START Exercise materials

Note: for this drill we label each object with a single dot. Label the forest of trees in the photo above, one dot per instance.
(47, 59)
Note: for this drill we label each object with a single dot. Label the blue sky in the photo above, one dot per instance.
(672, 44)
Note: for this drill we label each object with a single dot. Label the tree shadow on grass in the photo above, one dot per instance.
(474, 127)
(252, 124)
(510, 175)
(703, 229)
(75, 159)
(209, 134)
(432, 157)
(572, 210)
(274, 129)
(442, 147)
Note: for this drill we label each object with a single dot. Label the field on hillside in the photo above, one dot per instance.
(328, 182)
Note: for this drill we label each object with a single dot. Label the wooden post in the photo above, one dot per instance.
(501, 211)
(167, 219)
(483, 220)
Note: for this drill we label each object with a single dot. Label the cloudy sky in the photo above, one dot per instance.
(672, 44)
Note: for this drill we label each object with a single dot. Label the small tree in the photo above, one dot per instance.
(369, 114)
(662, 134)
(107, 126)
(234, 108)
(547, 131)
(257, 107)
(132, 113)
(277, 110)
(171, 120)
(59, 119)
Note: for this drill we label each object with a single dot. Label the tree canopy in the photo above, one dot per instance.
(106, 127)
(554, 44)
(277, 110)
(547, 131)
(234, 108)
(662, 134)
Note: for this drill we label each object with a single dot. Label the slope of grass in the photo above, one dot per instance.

END Exercise materials

> **Task to carry out**
Starting at the line that contains "Label the blue", write out every line to the end of the entries, exactly as given.

> **Answer to the problem**
Note: for this drill we label each object with a single dot. Label the blue sky in the photo above, one dot per instance.
(672, 44)
Note: for this drill we label each object with a single dot. Label the tree shadow on grass in the photo above, one dot per instance.
(474, 127)
(252, 124)
(510, 175)
(703, 229)
(75, 159)
(209, 134)
(432, 157)
(572, 210)
(274, 129)
(442, 147)
Note: for this drill we label each object with a single dot. Label the field on hillside in the photo above, one dot per instance.
(328, 182)
Note: for this drill we label each object with a single dot. Label the wooden post in the photo above, one dot per instance.
(501, 211)
(167, 219)
(483, 220)
Note: for this drill we label each object with a single dot. Label the cloudy sky in the photo above, one dot per instance.
(672, 44)
Note: for this drill we label each object with a single dot. Label the small tree in the photo above, one dot per instance.
(369, 114)
(662, 134)
(107, 126)
(234, 108)
(547, 131)
(257, 107)
(132, 113)
(277, 110)
(171, 120)
(59, 119)
Note: for this drill we label each object with a single dot. Label the tree canopy in the photo above, one dot per instance.
(106, 127)
(554, 44)
(277, 110)
(547, 131)
(234, 108)
(662, 134)
Note: for this drill we label each object with a single dot. Label the slope of grass in the photo above, one dot per instance.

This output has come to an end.